» Exercise A:
Display every row containing the string "stone". Case counts.

=== Source extract ===

Night March is the best deck in the format. With the conclusion of Week 1 of State Championships this is a very conclusive statement, and not something that is debatable. During the first weekend of the tournament series Night March accounted for 38 of the Top 8 spots (out of 112 total spots), winning seven of the tournaments, finishing second at seven, finishing in the Top 4 seven times, and finishing in the Top 8 seventeen times.
This means that Night March won half of the State Championships and took 2nd at half of all State Championships played during the first weekend of the series. Night March was in the finals of 12/14 tournaments and there was a Night March mirror in the finals of two State Championships.
In this article I will look at why Night March was so dominant in Week 1, go over which decks did the best job at countering it, and then I will cover how Night March can beat the counter decks some of the time.
How Dominant Was Night March?
The deck has certainly gotten better since City Championships. During City Championships, the deck finished in second in its share of Championship Points from Top 4 finishes with 14.36%, narrowly being beat out by Yveltal/Zoroark BKT/Gallade BKT with 14.53%. During that tournament series it was a very good deck, and was also trending towards being the top deck, but it had a much smaller sliver of the meta game.
Flash forward to State Championships and Night March has been absolutely dominant through the first weekend. During Week 1 of State Championships, Night March accounted for 35.98% of Championship Points awarded from Top 8 finishes. The next closest deck, Yveltal, wasn’t even close, finishing with 13.34%. In raw numbers, in one weekend Night March amassed players 1,680 more Championship Points from Top 8 finishes than the second best deck, Yveltal. The margin between Night March and the second best deck is in fact larger than the total Championship Points that deck earned, which is 990. Night March finished with more Championship points than the next three decks (Yveltal, Seismitoad EX/Hammers, and M Manectric EX) combined.

=== Task data ===

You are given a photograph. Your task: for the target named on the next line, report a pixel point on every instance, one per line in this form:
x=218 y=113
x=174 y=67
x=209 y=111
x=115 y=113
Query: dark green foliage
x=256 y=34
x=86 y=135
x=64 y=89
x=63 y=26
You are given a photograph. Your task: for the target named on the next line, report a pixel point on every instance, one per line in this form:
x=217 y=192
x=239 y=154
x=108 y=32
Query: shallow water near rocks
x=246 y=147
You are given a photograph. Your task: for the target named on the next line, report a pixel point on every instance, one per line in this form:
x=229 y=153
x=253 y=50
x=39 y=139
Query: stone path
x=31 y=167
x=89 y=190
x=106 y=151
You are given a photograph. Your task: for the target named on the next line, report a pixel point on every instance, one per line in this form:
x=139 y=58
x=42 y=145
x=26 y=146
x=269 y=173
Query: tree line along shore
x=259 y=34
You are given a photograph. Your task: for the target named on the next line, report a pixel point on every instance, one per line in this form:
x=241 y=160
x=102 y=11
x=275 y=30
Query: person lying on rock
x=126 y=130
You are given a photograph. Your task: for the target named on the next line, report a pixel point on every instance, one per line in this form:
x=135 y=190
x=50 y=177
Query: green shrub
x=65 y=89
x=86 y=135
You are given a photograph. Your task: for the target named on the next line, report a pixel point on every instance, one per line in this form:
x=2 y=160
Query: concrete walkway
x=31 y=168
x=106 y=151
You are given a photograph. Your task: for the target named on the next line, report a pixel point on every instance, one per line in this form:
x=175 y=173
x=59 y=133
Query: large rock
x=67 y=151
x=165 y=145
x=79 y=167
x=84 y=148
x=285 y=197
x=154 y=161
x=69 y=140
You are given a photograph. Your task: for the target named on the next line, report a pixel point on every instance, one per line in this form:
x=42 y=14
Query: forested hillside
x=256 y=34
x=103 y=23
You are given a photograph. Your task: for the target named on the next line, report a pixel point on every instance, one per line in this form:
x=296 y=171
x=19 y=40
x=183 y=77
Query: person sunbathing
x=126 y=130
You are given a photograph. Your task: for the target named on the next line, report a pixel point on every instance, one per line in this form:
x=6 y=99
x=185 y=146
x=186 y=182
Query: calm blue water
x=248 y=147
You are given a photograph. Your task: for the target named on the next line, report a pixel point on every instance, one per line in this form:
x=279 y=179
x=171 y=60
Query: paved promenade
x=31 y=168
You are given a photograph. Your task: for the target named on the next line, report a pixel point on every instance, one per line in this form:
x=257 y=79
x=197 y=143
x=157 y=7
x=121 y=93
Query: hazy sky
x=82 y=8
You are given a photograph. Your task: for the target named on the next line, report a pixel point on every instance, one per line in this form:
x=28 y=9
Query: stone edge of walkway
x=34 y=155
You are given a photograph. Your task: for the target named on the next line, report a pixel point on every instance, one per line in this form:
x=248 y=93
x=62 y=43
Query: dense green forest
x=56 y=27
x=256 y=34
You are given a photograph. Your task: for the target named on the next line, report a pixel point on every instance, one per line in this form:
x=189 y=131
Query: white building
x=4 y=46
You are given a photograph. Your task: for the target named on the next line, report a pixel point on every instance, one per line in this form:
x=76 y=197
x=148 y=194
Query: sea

===

» Exercise B:
Answer these questions from the Night March article:
(i) How many Top 8 spots did Night March take during the first weekend of State Championships?
(ii) What share of Championship Points from Top 4 finishes did Night March earn during City Championships?
(iii) What percentage of Championship Points from Top 8 finishes did Yveltal earn in Week 1 of State Championships?

» Task output A:
Query: stone path
Query: stone edge of walkway

» Task output B:
(i) 38 of the 112 Top 8 spots.
(ii) 14.36%.
(iii) 13.34%.